→ **INSTRUCTIONS TO FOLLOW**:
Set down all of the records exactly, leaving none out.

→ **RECORD EXTRACTS**:
%%

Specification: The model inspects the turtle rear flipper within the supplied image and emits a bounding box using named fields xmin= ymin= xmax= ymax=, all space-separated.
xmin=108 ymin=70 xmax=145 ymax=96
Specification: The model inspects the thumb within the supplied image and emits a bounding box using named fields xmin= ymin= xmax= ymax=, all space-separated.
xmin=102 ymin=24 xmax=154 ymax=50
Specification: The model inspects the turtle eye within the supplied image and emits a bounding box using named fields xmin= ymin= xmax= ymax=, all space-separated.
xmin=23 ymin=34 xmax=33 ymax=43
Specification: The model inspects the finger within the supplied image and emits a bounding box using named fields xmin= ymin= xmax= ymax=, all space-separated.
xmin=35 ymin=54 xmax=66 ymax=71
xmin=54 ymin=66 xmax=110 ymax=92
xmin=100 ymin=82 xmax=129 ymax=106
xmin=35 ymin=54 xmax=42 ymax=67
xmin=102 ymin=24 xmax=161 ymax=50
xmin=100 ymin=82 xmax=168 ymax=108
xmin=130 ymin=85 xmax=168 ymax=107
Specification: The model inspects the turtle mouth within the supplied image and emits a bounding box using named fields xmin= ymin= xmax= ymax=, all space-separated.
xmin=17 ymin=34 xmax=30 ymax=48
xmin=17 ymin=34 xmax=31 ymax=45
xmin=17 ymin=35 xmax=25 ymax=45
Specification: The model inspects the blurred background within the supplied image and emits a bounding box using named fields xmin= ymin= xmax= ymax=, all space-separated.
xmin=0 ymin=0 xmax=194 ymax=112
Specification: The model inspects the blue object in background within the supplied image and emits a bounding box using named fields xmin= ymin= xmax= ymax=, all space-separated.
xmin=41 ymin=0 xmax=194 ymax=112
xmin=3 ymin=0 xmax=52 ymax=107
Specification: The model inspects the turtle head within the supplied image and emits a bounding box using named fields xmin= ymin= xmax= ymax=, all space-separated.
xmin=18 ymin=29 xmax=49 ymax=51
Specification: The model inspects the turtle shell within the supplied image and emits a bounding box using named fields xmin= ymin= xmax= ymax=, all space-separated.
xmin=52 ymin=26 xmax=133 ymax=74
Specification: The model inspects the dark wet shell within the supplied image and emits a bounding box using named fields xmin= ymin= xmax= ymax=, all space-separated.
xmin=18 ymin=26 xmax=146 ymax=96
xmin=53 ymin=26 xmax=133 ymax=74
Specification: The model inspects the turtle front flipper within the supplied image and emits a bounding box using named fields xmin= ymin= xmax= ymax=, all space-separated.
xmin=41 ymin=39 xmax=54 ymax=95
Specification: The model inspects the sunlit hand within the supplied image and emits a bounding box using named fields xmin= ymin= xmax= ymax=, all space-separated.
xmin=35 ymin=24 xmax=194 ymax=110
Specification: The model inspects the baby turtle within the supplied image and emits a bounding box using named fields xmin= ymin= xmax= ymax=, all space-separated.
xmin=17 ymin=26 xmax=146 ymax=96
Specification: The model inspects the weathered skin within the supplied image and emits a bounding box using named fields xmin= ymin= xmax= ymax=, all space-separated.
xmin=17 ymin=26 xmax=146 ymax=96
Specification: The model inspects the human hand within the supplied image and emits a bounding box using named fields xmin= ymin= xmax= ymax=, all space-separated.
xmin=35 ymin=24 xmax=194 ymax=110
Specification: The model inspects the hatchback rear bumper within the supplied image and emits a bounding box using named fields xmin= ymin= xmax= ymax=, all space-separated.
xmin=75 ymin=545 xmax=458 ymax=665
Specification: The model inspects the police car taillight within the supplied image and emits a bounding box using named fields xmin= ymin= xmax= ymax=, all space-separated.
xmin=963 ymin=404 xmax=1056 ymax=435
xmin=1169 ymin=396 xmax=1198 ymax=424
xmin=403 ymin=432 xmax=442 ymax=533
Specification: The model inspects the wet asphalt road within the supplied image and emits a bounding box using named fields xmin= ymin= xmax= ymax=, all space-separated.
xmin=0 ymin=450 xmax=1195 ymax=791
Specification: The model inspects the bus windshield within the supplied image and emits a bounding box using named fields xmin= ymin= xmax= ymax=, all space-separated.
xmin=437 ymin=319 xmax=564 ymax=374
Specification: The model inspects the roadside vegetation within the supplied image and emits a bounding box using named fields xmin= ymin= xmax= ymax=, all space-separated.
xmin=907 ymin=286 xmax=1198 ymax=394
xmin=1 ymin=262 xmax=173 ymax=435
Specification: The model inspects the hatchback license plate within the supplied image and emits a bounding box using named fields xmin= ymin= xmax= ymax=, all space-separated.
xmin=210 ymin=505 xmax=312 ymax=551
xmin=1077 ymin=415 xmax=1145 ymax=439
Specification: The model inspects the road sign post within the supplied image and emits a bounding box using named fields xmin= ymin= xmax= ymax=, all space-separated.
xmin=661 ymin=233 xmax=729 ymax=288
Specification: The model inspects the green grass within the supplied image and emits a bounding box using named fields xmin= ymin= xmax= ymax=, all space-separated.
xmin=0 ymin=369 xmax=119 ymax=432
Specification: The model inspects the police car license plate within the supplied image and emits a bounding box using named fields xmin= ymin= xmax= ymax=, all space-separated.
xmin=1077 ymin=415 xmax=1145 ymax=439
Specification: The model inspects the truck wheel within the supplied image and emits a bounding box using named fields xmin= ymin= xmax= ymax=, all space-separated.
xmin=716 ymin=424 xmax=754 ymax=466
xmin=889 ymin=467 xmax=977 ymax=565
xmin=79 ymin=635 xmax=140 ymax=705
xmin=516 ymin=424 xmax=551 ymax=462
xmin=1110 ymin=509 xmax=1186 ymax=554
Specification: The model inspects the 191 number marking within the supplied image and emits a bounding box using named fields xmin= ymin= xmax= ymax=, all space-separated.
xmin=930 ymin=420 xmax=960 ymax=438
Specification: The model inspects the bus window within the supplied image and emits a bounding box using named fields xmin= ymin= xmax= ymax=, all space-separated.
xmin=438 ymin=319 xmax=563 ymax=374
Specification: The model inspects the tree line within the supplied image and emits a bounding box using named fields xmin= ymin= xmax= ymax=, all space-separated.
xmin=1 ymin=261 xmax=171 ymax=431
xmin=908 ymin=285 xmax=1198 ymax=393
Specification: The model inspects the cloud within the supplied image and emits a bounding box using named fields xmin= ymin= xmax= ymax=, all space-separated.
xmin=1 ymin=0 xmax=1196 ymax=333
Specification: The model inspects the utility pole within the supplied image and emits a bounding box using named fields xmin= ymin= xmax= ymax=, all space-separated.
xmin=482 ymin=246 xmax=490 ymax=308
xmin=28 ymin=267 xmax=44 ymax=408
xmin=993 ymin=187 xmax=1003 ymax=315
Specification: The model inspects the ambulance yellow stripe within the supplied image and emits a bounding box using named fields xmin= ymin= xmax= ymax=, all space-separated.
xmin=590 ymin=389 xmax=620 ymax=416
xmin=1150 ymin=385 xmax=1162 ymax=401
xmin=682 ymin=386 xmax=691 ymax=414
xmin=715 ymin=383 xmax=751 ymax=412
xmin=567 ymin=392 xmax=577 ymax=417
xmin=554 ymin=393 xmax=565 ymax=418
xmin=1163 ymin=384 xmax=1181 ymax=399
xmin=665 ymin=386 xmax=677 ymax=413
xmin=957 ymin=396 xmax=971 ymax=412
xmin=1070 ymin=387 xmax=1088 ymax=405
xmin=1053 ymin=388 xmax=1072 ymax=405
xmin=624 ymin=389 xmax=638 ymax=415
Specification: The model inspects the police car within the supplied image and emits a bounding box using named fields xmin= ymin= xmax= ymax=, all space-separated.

%%

→ **SOLUTION FOR THIS EXERCISE**:
Specification: The model inspects the turtle rear flipper within the supplied image and emits a bounding box using named fields xmin= ymin= xmax= ymax=, all space-separated.
xmin=108 ymin=70 xmax=145 ymax=96
Specification: The model inspects the thumb within the supplied image and emits a bounding box using named fields xmin= ymin= xmax= ymax=, all space-separated.
xmin=102 ymin=24 xmax=154 ymax=50
Specification: The model inspects the turtle eye within the supplied image and emits a bounding box using named fields xmin= ymin= xmax= ymax=, all space-separated.
xmin=23 ymin=34 xmax=33 ymax=43
Specification: The model inspects the finger within the supplied image and emits a bounding box using named fields xmin= ymin= xmax= ymax=, all space-separated.
xmin=35 ymin=54 xmax=66 ymax=71
xmin=54 ymin=66 xmax=110 ymax=92
xmin=100 ymin=82 xmax=129 ymax=106
xmin=35 ymin=54 xmax=42 ymax=67
xmin=102 ymin=24 xmax=161 ymax=50
xmin=100 ymin=82 xmax=168 ymax=108
xmin=130 ymin=85 xmax=168 ymax=107
Specification: The model inspects the turtle mouth within the supplied image and emits a bounding box using named fields xmin= ymin= xmax= ymax=, all space-separated.
xmin=17 ymin=34 xmax=30 ymax=48
xmin=17 ymin=34 xmax=31 ymax=45
xmin=17 ymin=35 xmax=25 ymax=45
Specification: The model inspects the blurred background within the supplied image and emits a bounding box using named fields xmin= ymin= xmax= ymax=, all space-separated.
xmin=0 ymin=0 xmax=194 ymax=112
Specification: The model inspects the blue object in background within the supplied image and emits a bounding box using named fields xmin= ymin= xmax= ymax=, all space-separated.
xmin=41 ymin=0 xmax=194 ymax=112
xmin=3 ymin=0 xmax=52 ymax=107
Specification: The model inspects the turtle head within the supplied image and emits a bounding box using named fields xmin= ymin= xmax= ymax=, all space-separated.
xmin=18 ymin=29 xmax=49 ymax=51
Specification: The model inspects the turtle shell within the supplied image and emits a bounding box using named fields xmin= ymin= xmax= ymax=, all space-separated.
xmin=52 ymin=26 xmax=133 ymax=74
Specification: The model inspects the dark wet shell within the supplied image and emits a bounding box using named fields xmin= ymin= xmax= ymax=, all space-separated.
xmin=18 ymin=26 xmax=146 ymax=96
xmin=53 ymin=26 xmax=133 ymax=74
Specification: The model inspects the turtle front flipper within the supplied image and emits a bounding box using named fields xmin= ymin= xmax= ymax=, all space-separated.
xmin=41 ymin=39 xmax=54 ymax=95
Specification: The model inspects the sunlit hand within the supplied image and emits a bounding box using named fields xmin= ymin= xmax= ymax=, all space-separated.
xmin=35 ymin=24 xmax=194 ymax=110
Specification: The model inspects the baby turtle within the supplied image and emits a bounding box using named fields xmin= ymin= xmax= ymax=, all space-separated.
xmin=17 ymin=26 xmax=146 ymax=96
Specification: The model inspects the weathered skin within the supplied image and emits a bounding box using named fields xmin= ymin= xmax= ymax=, all space-separated.
xmin=17 ymin=26 xmax=146 ymax=96
Specification: The model inspects the human hand within the supplied image and emits a bounding box using named fields xmin= ymin= xmax= ymax=, all space-separated.
xmin=35 ymin=24 xmax=194 ymax=110
Specification: The model inspects the hatchback rear bumper within the supplied image and emits a bounding box using named fields xmin= ymin= xmax= ymax=, all space-separated.
xmin=75 ymin=545 xmax=458 ymax=665
Specification: The model inspects the police car taillight within the supplied image and emits a bounding box using named fields xmin= ymin= xmax= ymax=, all space-separated.
xmin=963 ymin=404 xmax=1056 ymax=435
xmin=1169 ymin=396 xmax=1198 ymax=424
xmin=403 ymin=432 xmax=442 ymax=533
Specification: The model inspects the wet asphalt road within the supplied image and emits a bounding box using named fields xmin= ymin= xmax= ymax=, all space-separated.
xmin=0 ymin=450 xmax=1195 ymax=791
Specification: The model inspects the bus windshield within the supplied image and emits a bounding box using named fields xmin= ymin= xmax= ymax=, all space-separated.
xmin=437 ymin=319 xmax=564 ymax=374
Specification: The model inspects the roadside vegetation within the supplied image and emits a bounding box using named fields xmin= ymin= xmax= ymax=, all space-separated.
xmin=907 ymin=286 xmax=1198 ymax=394
xmin=1 ymin=262 xmax=173 ymax=435
Specification: The model inspects the hatchback license plate within the supplied image and emits a bounding box using named fields xmin= ymin= xmax= ymax=, all space-separated.
xmin=210 ymin=505 xmax=312 ymax=551
xmin=1077 ymin=415 xmax=1145 ymax=439
Specification: The model inspects the road sign post within the supplied image and emits a bounding box using named fields xmin= ymin= xmax= ymax=, all space-separated.
xmin=661 ymin=233 xmax=729 ymax=288
Specification: The model inspects the green grass within the supplied image and emits a bounding box using named fields xmin= ymin= xmax= ymax=, all space-separated.
xmin=0 ymin=369 xmax=119 ymax=432
Specification: The model inspects the police car license plate within the supplied image and emits a bounding box using named fields xmin= ymin= xmax= ymax=, all space-separated.
xmin=1077 ymin=415 xmax=1145 ymax=439
Specification: The model inspects the truck wheel within the supplied image and emits a bounding box using named fields xmin= ymin= xmax= ymax=, all space-separated.
xmin=716 ymin=424 xmax=754 ymax=466
xmin=889 ymin=467 xmax=977 ymax=565
xmin=79 ymin=635 xmax=140 ymax=705
xmin=516 ymin=424 xmax=551 ymax=462
xmin=1110 ymin=509 xmax=1186 ymax=554
Specification: The model inspects the 191 number marking within the supplied image and emits a bounding box using named fields xmin= ymin= xmax= ymax=, all space-separated.
xmin=930 ymin=420 xmax=960 ymax=438
Specification: The model inspects the bus window within the supplied image and emits a bounding box using named fields xmin= ymin= xmax= ymax=, all space-separated.
xmin=438 ymin=319 xmax=563 ymax=374
Specification: The model inspects the tree line within the supplied image and emits a bounding box using named fields xmin= ymin= xmax= ymax=, all space-separated.
xmin=1 ymin=261 xmax=171 ymax=431
xmin=908 ymin=285 xmax=1198 ymax=393
Specification: The model inspects the cloud within the supplied image and emits a bounding box using named fields xmin= ymin= xmax= ymax=, all space-separated.
xmin=1 ymin=0 xmax=1196 ymax=333
Specification: The model inspects the utility pole within the supplied image and emits a bounding box using named fields xmin= ymin= xmax= ymax=, all space-separated.
xmin=482 ymin=246 xmax=490 ymax=308
xmin=28 ymin=267 xmax=44 ymax=408
xmin=993 ymin=187 xmax=1003 ymax=315
Specification: The model inspects the ambulance yellow stripe within the supplied image and emits a bounding box using named fields xmin= ymin= xmax= ymax=, all space-separated.
xmin=590 ymin=389 xmax=620 ymax=416
xmin=1150 ymin=385 xmax=1162 ymax=401
xmin=682 ymin=386 xmax=691 ymax=414
xmin=715 ymin=383 xmax=751 ymax=412
xmin=567 ymin=392 xmax=577 ymax=417
xmin=554 ymin=393 xmax=565 ymax=418
xmin=1163 ymin=384 xmax=1181 ymax=399
xmin=665 ymin=386 xmax=677 ymax=413
xmin=957 ymin=396 xmax=971 ymax=412
xmin=1070 ymin=387 xmax=1088 ymax=405
xmin=1053 ymin=388 xmax=1072 ymax=405
xmin=624 ymin=389 xmax=638 ymax=415
Specification: The model inspects the police car within the supplied image and emits a bounding box using named fields xmin= ymin= xmax= ymax=, all space-separated.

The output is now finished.